Goal:
Output as a JSON list of strings the lines of the records from the one containing "black jacket hanging?" through the one containing "[374,83,558,136]", one string per line, leaving out blank lines.

Photo labels with boxes
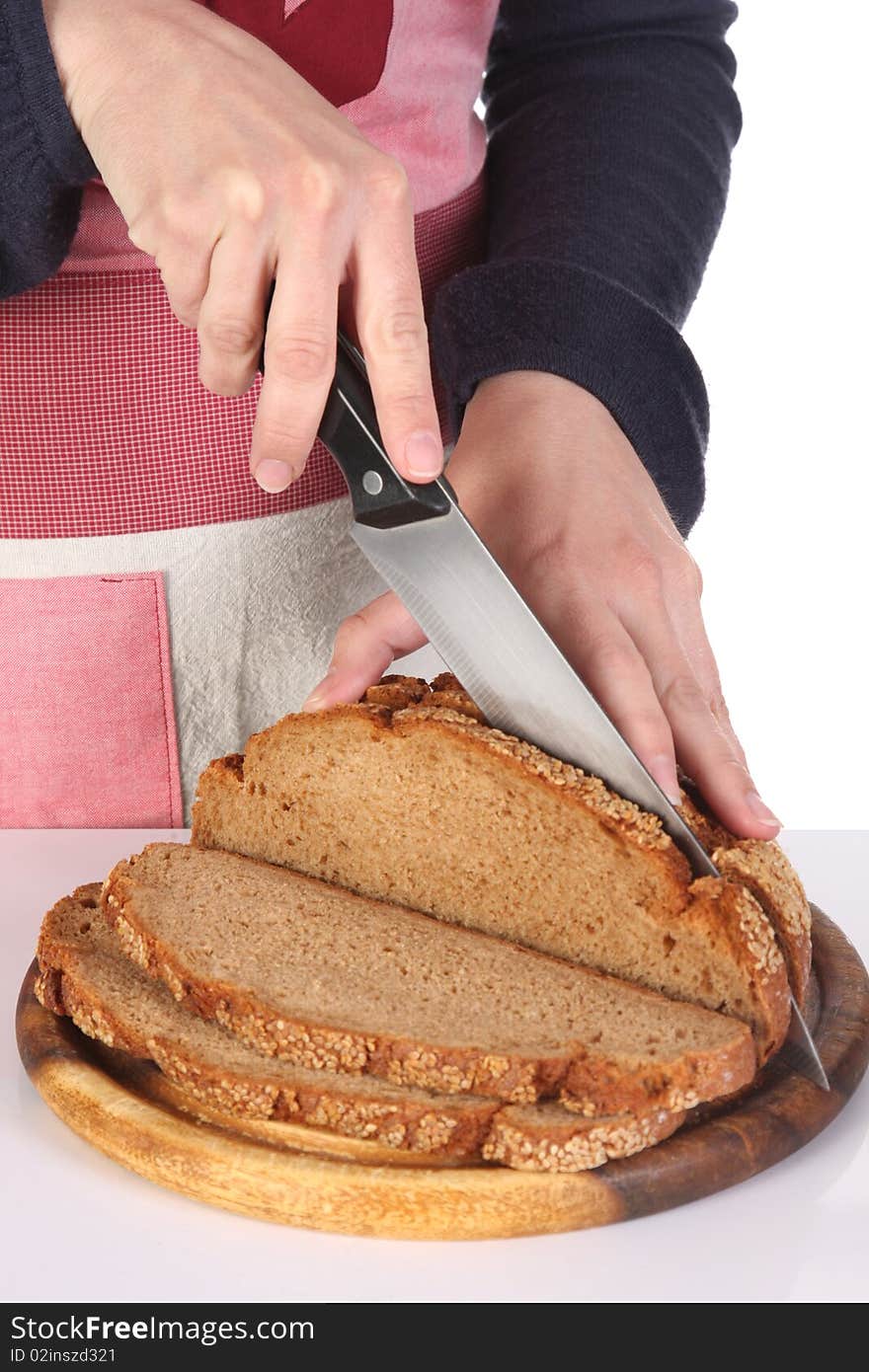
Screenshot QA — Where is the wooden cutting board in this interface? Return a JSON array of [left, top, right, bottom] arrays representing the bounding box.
[[17, 910, 869, 1239]]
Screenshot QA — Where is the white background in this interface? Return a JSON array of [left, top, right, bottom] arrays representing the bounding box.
[[685, 0, 869, 829], [409, 0, 869, 829]]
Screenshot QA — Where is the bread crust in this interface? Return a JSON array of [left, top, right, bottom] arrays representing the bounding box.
[[36, 885, 683, 1172], [102, 844, 755, 1115], [193, 675, 790, 1063], [679, 778, 812, 1009]]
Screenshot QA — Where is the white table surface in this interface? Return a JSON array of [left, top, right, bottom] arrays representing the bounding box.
[[0, 830, 869, 1302]]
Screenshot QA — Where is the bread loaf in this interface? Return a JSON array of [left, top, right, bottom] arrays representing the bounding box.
[[103, 844, 755, 1114], [193, 678, 807, 1062], [38, 885, 683, 1172]]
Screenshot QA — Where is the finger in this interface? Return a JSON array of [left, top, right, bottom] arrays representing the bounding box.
[[559, 615, 679, 804], [155, 242, 210, 330], [198, 222, 271, 395], [302, 591, 426, 711], [250, 232, 341, 492], [353, 168, 443, 482], [625, 601, 781, 838], [670, 598, 749, 771]]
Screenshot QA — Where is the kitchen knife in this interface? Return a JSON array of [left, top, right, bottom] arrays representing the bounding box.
[[304, 326, 830, 1091]]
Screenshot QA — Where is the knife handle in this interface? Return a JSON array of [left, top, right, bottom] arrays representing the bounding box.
[[260, 285, 453, 528], [317, 330, 451, 528]]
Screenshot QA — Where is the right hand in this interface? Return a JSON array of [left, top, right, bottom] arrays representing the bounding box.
[[43, 0, 442, 492]]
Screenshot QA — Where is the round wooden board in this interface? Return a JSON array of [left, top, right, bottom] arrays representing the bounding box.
[[17, 910, 869, 1239]]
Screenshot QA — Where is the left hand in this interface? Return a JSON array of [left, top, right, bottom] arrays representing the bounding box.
[[305, 372, 780, 838]]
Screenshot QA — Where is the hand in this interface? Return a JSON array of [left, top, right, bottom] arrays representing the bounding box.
[[306, 372, 780, 838], [43, 0, 442, 492]]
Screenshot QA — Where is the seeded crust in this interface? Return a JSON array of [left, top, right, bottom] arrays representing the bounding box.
[[677, 785, 812, 1007], [193, 675, 790, 1062], [36, 885, 499, 1158], [483, 1105, 685, 1172], [36, 885, 683, 1172], [102, 844, 755, 1115]]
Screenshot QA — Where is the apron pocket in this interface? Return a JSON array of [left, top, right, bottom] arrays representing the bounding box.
[[0, 572, 183, 829]]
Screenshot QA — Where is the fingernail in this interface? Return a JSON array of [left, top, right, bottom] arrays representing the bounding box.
[[648, 753, 682, 805], [405, 432, 443, 479], [302, 667, 335, 714], [254, 457, 292, 495], [746, 791, 781, 829]]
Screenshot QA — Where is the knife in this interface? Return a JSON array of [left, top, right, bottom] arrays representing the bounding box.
[[301, 331, 830, 1091]]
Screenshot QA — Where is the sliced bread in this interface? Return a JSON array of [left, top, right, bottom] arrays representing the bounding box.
[[38, 885, 683, 1172], [679, 778, 812, 1006], [103, 844, 755, 1114], [193, 678, 789, 1060]]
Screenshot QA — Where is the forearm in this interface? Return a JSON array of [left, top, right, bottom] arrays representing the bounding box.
[[434, 0, 740, 531], [0, 0, 95, 296]]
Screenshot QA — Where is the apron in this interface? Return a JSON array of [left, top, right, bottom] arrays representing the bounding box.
[[0, 0, 497, 827]]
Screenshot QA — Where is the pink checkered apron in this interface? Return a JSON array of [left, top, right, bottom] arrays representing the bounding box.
[[0, 0, 496, 827]]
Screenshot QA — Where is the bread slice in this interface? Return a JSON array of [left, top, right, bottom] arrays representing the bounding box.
[[38, 885, 499, 1157], [38, 885, 683, 1172], [193, 678, 789, 1060], [103, 844, 755, 1114], [679, 778, 812, 1006]]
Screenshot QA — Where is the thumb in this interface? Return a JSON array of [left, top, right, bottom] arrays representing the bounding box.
[[302, 591, 426, 711]]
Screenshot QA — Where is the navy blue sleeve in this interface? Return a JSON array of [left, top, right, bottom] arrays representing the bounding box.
[[433, 0, 740, 532], [0, 0, 96, 296]]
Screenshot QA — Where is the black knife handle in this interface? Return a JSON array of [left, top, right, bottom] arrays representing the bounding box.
[[317, 330, 451, 528], [260, 287, 451, 528]]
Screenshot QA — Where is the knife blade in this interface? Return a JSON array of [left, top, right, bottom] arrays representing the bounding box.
[[311, 332, 830, 1091]]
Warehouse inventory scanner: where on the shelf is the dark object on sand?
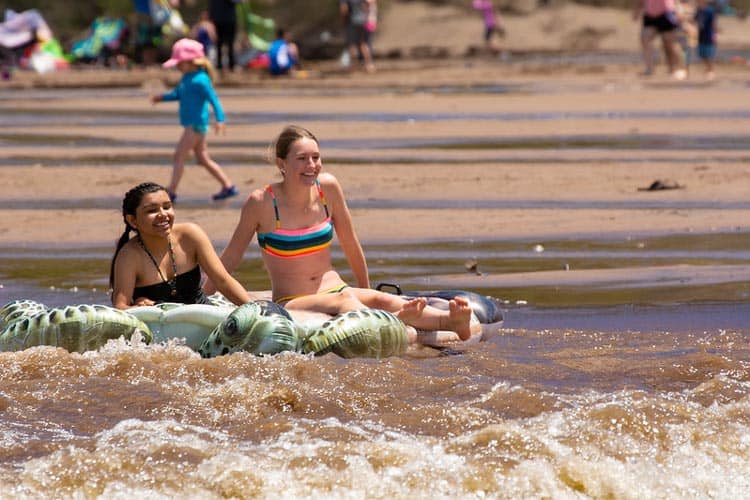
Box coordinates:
[638,179,685,191]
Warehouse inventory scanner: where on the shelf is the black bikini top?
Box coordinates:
[133,265,208,304]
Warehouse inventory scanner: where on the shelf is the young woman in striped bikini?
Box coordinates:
[206,126,471,340]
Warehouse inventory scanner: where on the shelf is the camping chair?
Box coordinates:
[71,17,128,65]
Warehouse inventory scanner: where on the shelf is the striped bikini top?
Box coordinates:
[258,179,333,259]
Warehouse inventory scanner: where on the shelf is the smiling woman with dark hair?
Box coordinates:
[109,182,251,309]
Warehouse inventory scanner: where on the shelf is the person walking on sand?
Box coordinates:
[205,125,471,340]
[633,0,687,80]
[190,10,217,64]
[151,38,238,202]
[208,0,241,71]
[693,0,718,80]
[472,0,505,54]
[109,182,252,309]
[339,0,375,73]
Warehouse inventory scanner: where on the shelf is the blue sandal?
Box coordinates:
[213,186,239,201]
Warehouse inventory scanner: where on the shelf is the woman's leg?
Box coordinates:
[347,288,471,340]
[283,288,367,316]
[193,132,232,189]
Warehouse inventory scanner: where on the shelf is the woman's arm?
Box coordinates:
[183,223,252,305]
[203,189,263,294]
[112,247,143,309]
[319,174,370,288]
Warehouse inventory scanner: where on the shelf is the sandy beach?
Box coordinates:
[0,65,750,247]
[0,2,750,300]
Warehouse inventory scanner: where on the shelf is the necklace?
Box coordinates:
[138,235,177,297]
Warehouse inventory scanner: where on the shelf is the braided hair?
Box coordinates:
[109,182,167,288]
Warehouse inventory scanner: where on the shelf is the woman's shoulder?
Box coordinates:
[318,172,343,197]
[172,222,206,238]
[318,172,340,189]
[245,184,275,206]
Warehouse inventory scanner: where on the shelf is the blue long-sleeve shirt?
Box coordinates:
[161,69,225,129]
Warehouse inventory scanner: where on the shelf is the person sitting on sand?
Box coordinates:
[109,182,251,309]
[206,125,471,340]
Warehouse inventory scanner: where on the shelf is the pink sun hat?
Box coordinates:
[162,38,206,68]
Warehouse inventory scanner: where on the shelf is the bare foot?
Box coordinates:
[396,297,427,325]
[446,297,471,340]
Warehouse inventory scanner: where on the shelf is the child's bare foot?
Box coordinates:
[396,297,427,325]
[446,297,471,340]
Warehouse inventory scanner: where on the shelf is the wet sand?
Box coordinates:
[0,64,750,247]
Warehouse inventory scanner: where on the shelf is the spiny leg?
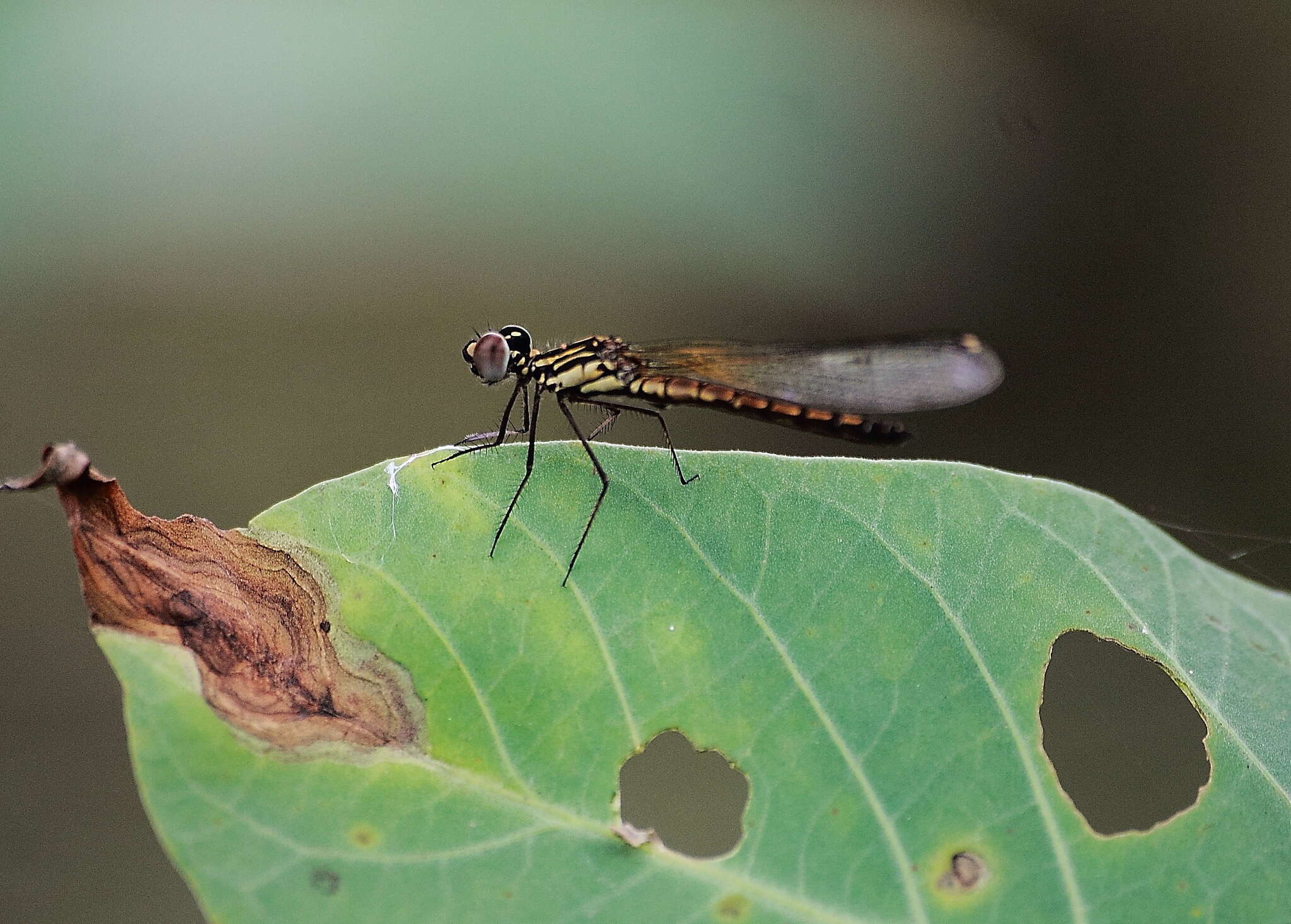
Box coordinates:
[456,388,530,444]
[430,381,532,468]
[570,398,700,484]
[557,391,610,587]
[488,388,540,555]
[588,410,618,442]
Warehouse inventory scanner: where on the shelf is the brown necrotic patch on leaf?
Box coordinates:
[937,850,987,892]
[4,442,421,749]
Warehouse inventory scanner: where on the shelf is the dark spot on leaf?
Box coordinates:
[1039,631,1211,835]
[310,867,341,896]
[618,731,749,860]
[937,850,987,892]
[712,896,753,921]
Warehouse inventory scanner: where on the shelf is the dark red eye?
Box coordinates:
[462,330,511,383]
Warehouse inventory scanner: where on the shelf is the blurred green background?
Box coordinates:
[0,0,1291,924]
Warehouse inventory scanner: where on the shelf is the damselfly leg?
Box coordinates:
[432,325,1003,583]
[569,398,698,484]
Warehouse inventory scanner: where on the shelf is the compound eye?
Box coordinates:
[499,324,533,356]
[462,330,511,384]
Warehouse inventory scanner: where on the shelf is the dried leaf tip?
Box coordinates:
[4,442,424,750]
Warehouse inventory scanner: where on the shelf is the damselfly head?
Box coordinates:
[462,325,532,384]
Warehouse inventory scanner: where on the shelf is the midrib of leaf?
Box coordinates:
[295,465,888,924]
[444,472,644,750]
[626,483,929,923]
[128,628,889,924]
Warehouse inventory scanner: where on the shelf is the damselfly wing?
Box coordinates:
[432,325,1003,583]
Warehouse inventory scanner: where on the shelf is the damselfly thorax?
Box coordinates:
[432,326,1003,580]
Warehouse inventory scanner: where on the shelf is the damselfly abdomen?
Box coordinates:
[432,326,1003,583]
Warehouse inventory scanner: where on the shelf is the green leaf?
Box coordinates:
[100,444,1291,924]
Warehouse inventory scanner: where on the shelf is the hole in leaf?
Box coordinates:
[618,731,749,860]
[1041,631,1210,835]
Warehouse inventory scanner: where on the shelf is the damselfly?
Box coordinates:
[432,325,1003,583]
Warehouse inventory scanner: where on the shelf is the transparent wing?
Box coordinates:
[628,334,1004,414]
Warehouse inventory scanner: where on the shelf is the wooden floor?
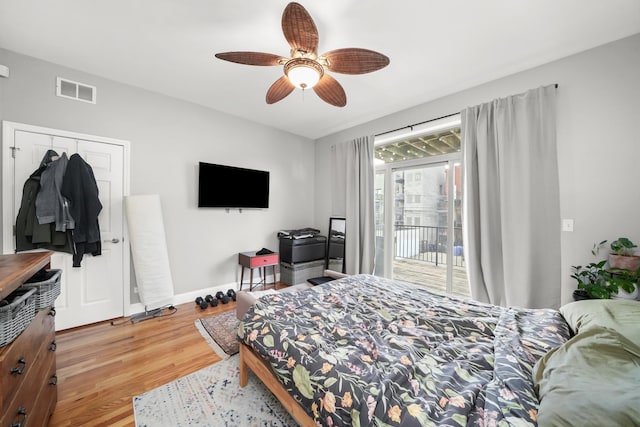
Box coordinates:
[49,270,466,427]
[49,301,236,427]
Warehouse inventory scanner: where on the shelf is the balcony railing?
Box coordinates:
[376,224,465,267]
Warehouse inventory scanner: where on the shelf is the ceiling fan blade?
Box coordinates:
[267,76,296,104]
[216,52,287,65]
[313,74,347,107]
[282,3,318,53]
[322,47,389,74]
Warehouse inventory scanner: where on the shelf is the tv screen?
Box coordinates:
[198,162,269,208]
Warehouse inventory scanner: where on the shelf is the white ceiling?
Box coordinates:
[0,0,640,139]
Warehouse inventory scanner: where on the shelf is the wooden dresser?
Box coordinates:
[0,252,58,427]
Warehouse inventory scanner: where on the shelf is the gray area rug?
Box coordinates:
[133,356,297,427]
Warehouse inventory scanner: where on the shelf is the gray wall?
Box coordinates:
[0,49,314,294]
[315,34,640,304]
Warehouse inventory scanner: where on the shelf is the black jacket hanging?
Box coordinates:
[61,154,102,267]
[16,150,73,253]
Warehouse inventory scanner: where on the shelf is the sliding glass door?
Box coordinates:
[375,117,469,296]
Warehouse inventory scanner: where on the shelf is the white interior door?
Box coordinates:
[3,123,129,330]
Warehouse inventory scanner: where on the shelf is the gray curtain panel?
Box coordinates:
[461,85,561,308]
[331,135,375,274]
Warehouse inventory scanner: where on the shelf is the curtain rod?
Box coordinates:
[374,113,460,136]
[374,83,558,136]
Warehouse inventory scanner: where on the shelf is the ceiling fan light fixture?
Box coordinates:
[284,58,324,89]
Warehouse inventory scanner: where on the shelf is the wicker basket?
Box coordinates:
[25,269,62,311]
[0,286,37,347]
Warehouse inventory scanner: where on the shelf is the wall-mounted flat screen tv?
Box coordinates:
[198,162,269,208]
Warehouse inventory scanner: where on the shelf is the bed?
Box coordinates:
[238,275,640,426]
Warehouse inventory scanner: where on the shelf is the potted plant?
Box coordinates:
[609,237,640,271]
[571,260,612,301]
[571,260,638,301]
[591,237,640,271]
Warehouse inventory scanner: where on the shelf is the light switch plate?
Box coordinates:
[562,219,573,231]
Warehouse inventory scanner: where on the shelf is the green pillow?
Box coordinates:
[560,299,640,346]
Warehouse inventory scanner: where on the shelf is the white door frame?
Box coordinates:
[2,120,131,317]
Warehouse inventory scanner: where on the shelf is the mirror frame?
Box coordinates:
[325,217,347,273]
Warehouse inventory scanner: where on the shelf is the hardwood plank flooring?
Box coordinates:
[49,301,236,427]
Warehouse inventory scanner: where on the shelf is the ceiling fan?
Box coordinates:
[216,3,389,107]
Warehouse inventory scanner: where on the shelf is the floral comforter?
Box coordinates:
[238,275,569,427]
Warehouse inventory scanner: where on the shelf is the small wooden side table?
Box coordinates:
[238,251,280,292]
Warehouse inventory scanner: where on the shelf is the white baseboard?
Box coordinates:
[125,275,280,317]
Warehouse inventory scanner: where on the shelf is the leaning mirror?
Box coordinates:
[326,217,347,273]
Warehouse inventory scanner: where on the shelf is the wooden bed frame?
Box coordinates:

The answer:
[
  "Warehouse inventory scanner: where on the shelf is the black jacket hanging?",
  "Box coordinates:",
  "[61,154,102,267]",
  "[16,150,73,253]",
  "Warehouse inventory scanner: where on the shelf is the sliding glass door?",
  "Box coordinates:",
  "[375,117,469,296]",
  "Warehouse inventory scanner: where on the shelf is the white interior door?",
  "Box coordinates:",
  "[3,123,129,330]",
  "Warehouse inventory scanner: where on the shelf is the gray curtain panel?",
  "Box coordinates:",
  "[461,85,561,308]",
  "[331,135,375,274]",
  "Warehouse inventory scanner: where on the shelf is the curtain rod?",
  "Box coordinates:",
  "[374,113,460,136]",
  "[374,83,558,136]"
]